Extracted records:
* * *

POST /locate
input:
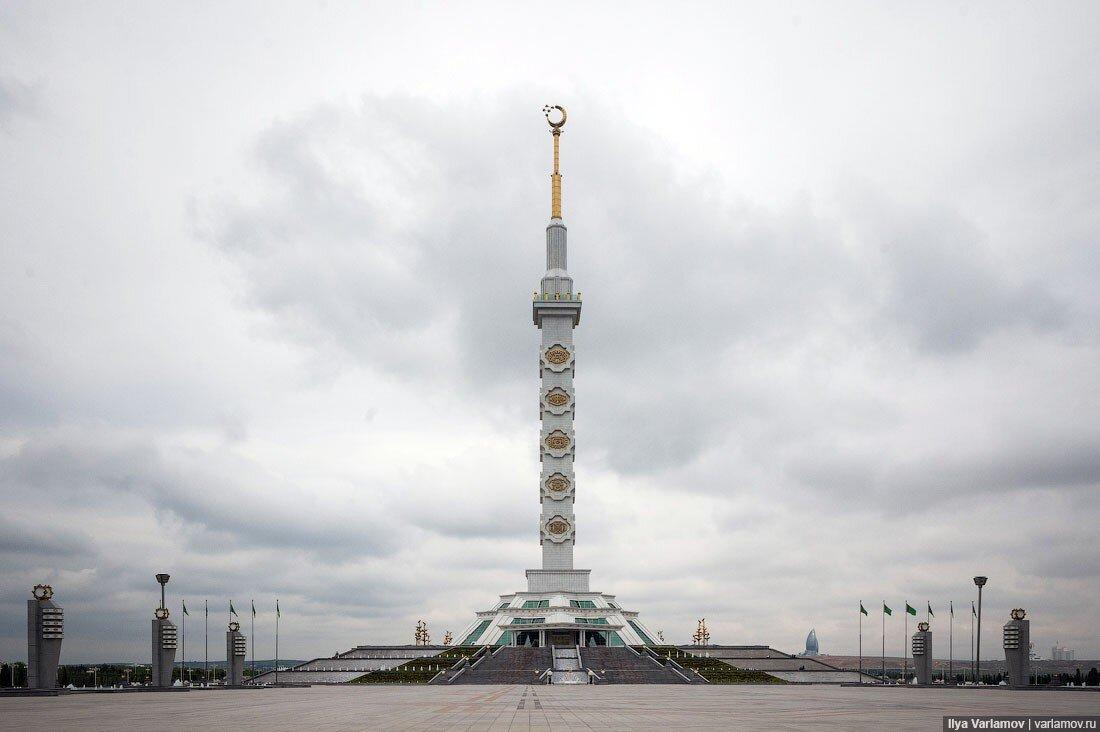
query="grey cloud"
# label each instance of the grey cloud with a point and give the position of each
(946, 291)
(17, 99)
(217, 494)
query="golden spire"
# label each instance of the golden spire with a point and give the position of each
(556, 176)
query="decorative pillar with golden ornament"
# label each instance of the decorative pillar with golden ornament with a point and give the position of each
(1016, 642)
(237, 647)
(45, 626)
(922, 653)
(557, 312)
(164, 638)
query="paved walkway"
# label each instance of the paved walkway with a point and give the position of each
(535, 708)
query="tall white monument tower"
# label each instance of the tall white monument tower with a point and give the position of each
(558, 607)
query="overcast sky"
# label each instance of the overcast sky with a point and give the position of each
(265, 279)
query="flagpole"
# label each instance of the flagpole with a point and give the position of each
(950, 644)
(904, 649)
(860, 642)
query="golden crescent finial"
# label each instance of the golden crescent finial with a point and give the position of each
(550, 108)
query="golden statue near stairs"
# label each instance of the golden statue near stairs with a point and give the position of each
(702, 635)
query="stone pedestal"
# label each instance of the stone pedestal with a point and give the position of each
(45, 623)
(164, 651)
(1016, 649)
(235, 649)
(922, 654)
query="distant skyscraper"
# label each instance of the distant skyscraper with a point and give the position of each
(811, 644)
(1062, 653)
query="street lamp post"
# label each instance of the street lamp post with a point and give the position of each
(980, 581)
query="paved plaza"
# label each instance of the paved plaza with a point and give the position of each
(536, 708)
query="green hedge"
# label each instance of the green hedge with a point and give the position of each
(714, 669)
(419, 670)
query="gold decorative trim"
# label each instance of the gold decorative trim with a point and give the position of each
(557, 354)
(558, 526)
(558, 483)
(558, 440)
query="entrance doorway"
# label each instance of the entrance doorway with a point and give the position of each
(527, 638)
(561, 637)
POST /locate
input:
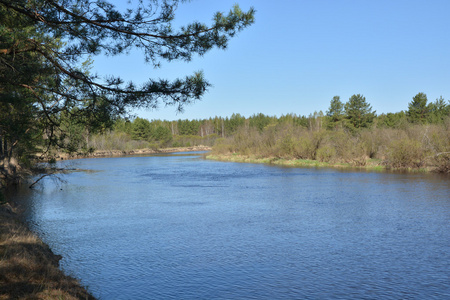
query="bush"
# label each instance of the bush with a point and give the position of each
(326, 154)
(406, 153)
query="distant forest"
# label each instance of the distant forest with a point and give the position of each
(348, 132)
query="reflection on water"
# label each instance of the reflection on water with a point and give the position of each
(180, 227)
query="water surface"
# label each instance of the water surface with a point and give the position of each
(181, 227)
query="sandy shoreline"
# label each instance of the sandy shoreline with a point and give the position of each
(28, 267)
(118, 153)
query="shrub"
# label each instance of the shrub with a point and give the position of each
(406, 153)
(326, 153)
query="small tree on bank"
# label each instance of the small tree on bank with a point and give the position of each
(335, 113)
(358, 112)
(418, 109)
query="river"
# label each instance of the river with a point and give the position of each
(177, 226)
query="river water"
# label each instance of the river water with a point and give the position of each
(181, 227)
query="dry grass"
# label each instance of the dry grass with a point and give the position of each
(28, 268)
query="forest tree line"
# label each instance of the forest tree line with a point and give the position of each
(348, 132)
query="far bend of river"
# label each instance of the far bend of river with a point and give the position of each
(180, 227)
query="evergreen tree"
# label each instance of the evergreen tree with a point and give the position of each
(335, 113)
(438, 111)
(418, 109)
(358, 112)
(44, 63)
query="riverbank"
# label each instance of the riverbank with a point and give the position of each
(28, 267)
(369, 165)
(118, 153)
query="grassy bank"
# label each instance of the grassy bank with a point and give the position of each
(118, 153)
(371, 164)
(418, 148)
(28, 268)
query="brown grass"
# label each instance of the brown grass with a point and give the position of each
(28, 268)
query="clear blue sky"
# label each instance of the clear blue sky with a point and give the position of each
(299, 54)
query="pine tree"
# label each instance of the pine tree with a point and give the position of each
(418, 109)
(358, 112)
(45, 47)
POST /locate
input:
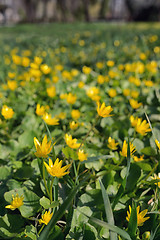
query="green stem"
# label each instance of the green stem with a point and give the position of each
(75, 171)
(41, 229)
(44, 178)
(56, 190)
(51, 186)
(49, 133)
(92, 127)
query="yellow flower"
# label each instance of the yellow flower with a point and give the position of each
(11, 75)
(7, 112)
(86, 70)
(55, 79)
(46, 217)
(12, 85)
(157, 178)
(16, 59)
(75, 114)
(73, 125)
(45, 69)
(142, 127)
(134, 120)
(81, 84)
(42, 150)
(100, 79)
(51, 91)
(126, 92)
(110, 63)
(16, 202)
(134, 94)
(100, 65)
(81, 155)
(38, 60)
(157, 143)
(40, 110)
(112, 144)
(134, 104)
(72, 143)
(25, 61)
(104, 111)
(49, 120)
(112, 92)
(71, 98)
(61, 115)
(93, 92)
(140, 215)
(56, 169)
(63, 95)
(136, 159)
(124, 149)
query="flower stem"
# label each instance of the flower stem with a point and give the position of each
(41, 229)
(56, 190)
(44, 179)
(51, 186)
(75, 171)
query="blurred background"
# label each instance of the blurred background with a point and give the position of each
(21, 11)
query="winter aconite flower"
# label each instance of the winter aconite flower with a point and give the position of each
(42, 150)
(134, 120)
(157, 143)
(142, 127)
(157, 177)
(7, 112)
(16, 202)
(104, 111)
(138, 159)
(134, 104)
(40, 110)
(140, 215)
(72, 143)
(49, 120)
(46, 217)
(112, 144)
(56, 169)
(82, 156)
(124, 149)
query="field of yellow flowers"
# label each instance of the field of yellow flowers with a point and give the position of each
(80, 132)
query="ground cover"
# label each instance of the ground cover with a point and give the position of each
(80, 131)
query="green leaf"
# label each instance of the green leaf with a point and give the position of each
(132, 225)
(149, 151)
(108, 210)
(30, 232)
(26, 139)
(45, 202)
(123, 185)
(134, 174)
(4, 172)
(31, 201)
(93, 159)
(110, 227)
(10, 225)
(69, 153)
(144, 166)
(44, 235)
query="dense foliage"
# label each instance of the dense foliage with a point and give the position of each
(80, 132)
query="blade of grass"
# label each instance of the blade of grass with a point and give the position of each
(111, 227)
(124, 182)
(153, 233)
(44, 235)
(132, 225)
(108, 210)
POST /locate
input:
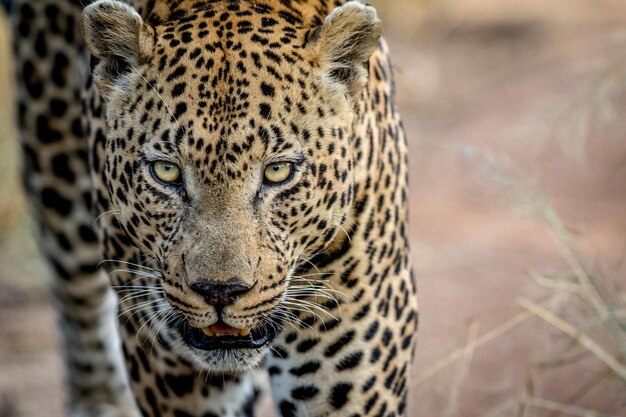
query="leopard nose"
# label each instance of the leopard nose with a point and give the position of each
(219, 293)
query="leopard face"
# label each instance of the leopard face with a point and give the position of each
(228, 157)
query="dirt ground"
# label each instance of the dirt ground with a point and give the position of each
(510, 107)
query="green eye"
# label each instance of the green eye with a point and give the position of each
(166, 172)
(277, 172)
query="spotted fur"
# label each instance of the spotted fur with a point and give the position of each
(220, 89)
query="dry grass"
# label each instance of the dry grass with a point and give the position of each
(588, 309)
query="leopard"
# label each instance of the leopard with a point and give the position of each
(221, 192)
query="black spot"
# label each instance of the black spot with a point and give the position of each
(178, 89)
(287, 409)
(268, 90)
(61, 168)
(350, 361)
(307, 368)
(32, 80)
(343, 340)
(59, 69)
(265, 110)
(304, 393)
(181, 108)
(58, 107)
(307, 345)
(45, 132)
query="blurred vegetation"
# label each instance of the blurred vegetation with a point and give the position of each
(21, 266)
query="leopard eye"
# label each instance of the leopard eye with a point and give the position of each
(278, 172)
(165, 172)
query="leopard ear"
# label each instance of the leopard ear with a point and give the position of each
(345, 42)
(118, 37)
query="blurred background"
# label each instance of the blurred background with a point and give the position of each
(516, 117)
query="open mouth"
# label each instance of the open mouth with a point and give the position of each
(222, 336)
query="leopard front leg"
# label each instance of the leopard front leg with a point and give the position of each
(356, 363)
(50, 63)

* * *

» What the task requires:
The records must come back exactly, with their pictures removed.

» Answer to the exercise:
POST /locate
input:
query="grey cloud"
# label each instance of the grey cloud with a point and give the position of each
(946, 291)
(17, 99)
(217, 494)
query="golden spire"
# label each instance of the golden spire with a point and give the position of each
(556, 176)
query="decorative pillar with golden ornament"
# label each instance of the decorative pillar with golden ornament with a point and give the position of each
(1016, 642)
(237, 647)
(45, 626)
(922, 653)
(557, 312)
(164, 638)
query="paved walkway"
# label each instance of the paved walkway with a point and give the position of each
(535, 708)
query="tall white monument tower"
# label each instance of the tall white monument tower with a point and give the position of each
(558, 607)
query="overcast sky"
# label each instance of the overcast sky with a point and give the position of each
(265, 279)
query="flagpole"
# label each instance of the flagpole with a point and give the position of each
(950, 644)
(904, 649)
(860, 642)
query="golden crescent finial"
# label each instance of the golden crescent finial with a point and give the position of each
(550, 108)
query="golden statue near stairs"
# label each instance of the golden statue near stairs with a point and give the position of each
(702, 635)
query="stone pedestal"
# label each instance of the stone pedestal with a point and give the position of each
(45, 623)
(164, 651)
(1016, 649)
(235, 649)
(922, 654)
query="distant skyscraper"
# label each instance of the distant skyscraper with a point and give the position of each
(811, 644)
(1062, 653)
query="street lamp post"
# label each instance of the street lamp post with a point and give the position of each
(980, 581)
query="paved plaza"
# label each instance of the paved plaza with a point and give the position of each
(536, 708)
query="green hedge"
# label each instance of the green hedge with a point and give the position of each
(714, 669)
(419, 670)
query="gold decorative trim"
# label each instance of the gold decorative trim with a point and give the position of each
(557, 354)
(558, 526)
(558, 483)
(558, 440)
query="entrance doorway"
# label each instance of the entrance doorway with a point and give the position of each
(527, 638)
(561, 637)
POST /locate
input:
query="bush"
# label each instance of the bush with a point and give the position of each
(326, 154)
(406, 153)
query="distant forest"
# label each instance of the distant forest with a point and give the position of each
(348, 132)
query="reflection on water"
# label each instance of the reflection on water with a point and give the position of each
(180, 227)
query="water surface"
# label each instance of the water surface with a point and give the position of each
(181, 227)
query="sandy shoreline"
# label each instance of the sandy shoreline with a point and give the position of each
(28, 267)
(118, 153)
query="shrub"
# label each instance of the shrub with a point and give the position of each
(406, 153)
(326, 153)
query="small tree on bank"
# label each instance of the small tree on bank with a point and give the position of each
(335, 113)
(358, 112)
(418, 109)
query="river"
# label each instance of the river with a point and give the position of each
(177, 226)
query="river water"
# label each instance of the river water with a point and give the position of each
(181, 227)
query="dry grass"
# label each instance of the dry grass with a point and give the position of each
(28, 268)
query="forest tree line"
# label each instance of the forest tree line with a point and give the position of each
(348, 132)
query="far bend of river"
# label each instance of the far bend of river with a point and give the position of each
(180, 227)
query="evergreen tree"
# label each instance of the evergreen tree with a point and give the position of each
(335, 113)
(438, 111)
(418, 109)
(358, 112)
(44, 63)
query="riverbank"
# label each instance of the riverbank with a point and give the position of each
(28, 267)
(369, 165)
(118, 153)
query="grassy bank"
# label each instance of the grassy bank with a point and give the position of each
(118, 153)
(371, 164)
(418, 148)
(28, 268)
query="brown grass"
# label each instance of the brown grass with a point and give the position of each
(28, 268)
query="clear blue sky"
# label each instance of the clear blue sky with a point and give the position of each
(299, 54)
query="pine tree"
# label each instance of the pine tree with a point and give the position of each
(418, 109)
(358, 112)
(45, 47)
POST /locate
input:
query="green stem"
# label each instance of the green stem with a point and give the position of each
(75, 171)
(41, 229)
(44, 178)
(56, 190)
(51, 186)
(49, 133)
(92, 127)
query="yellow flower"
# label each instance of the yellow flower with a point and give the position of each
(11, 75)
(7, 112)
(86, 70)
(55, 79)
(46, 217)
(12, 85)
(157, 178)
(16, 59)
(75, 114)
(73, 125)
(45, 69)
(142, 127)
(134, 120)
(81, 84)
(42, 150)
(100, 79)
(51, 91)
(126, 92)
(110, 63)
(16, 202)
(134, 94)
(100, 65)
(81, 155)
(38, 60)
(157, 143)
(40, 110)
(112, 144)
(134, 104)
(72, 143)
(25, 61)
(104, 111)
(49, 120)
(112, 92)
(71, 98)
(61, 115)
(93, 92)
(140, 215)
(56, 169)
(63, 95)
(136, 159)
(124, 149)
query="flower stem"
# label each instance of the flower stem with a point and give the position of each
(41, 229)
(56, 190)
(44, 179)
(51, 186)
(75, 171)
query="blurred background"
# label each instance of the blurred background with a point and give the position of each
(21, 11)
query="winter aconite flower"
# label each instance of the winter aconite flower with a point and give the position of each
(42, 150)
(134, 120)
(157, 143)
(142, 127)
(157, 177)
(7, 112)
(16, 202)
(104, 111)
(138, 159)
(134, 104)
(40, 110)
(140, 215)
(72, 143)
(49, 120)
(46, 217)
(112, 144)
(56, 169)
(82, 156)
(124, 149)
query="field of yellow flowers"
# label each instance of the field of yellow flowers with a point and give the position of each
(80, 132)
query="ground cover"
# label each instance of the ground cover with a point and give the position of each
(80, 131)
query="green leaf"
# label each instance of the green leaf with a point and give the position of each
(132, 225)
(149, 151)
(108, 210)
(30, 232)
(26, 139)
(45, 202)
(123, 185)
(134, 174)
(4, 172)
(31, 201)
(93, 159)
(110, 227)
(10, 225)
(69, 153)
(144, 166)
(44, 235)
query="dense foliage"
# label each instance of the dense foliage with a point and give the position of each
(80, 132)
query="blade of grass"
# label each instance of the blade of grass with a point and give the position of each
(111, 227)
(124, 182)
(153, 233)
(44, 235)
(132, 225)
(108, 210)
POST /locate
input:
query="leopard nose"
# label each instance of the leopard nose with a point and give the position of each
(219, 293)
query="leopard face"
# label each instance of the leopard face with a point and give the position of each
(228, 157)
query="dirt ground"
# label each instance of the dirt ground with a point and give the position of each
(510, 107)
query="green eye"
# label each instance of the green eye with a point and give the position of each
(166, 172)
(277, 172)
query="spotted fur"
# label each instance of the spotted fur with a point and give the position of each
(220, 89)
query="dry grass"
# label each instance of the dry grass with a point and give the position of each
(588, 309)
query="leopard"
# label each instance of the leopard with a point and give the position of each
(221, 192)
query="black spot"
# label each instance of the black spot with a point and give the position of each
(178, 89)
(287, 409)
(268, 90)
(61, 168)
(350, 361)
(307, 368)
(32, 80)
(343, 340)
(59, 69)
(265, 110)
(304, 393)
(181, 108)
(58, 107)
(307, 345)
(45, 132)
query="blurred vegetation"
# label each instance of the blurred vegetation with a point and give the position of each
(21, 266)
query="leopard eye"
# label each instance of the leopard eye with a point and give the position of each
(278, 172)
(165, 172)
query="leopard ear"
# label each instance of the leopard ear with a point and give the position of each
(345, 42)
(118, 37)
query="blurred background"
# label each instance of the blurred background with a point and give the position of each
(516, 117)
query="open mouth"
# label each instance of the open mouth with a point and give the position of each
(222, 336)
query="leopard front leg"
# label each instance of the leopard front leg with a point and give the position of each
(356, 363)
(50, 63)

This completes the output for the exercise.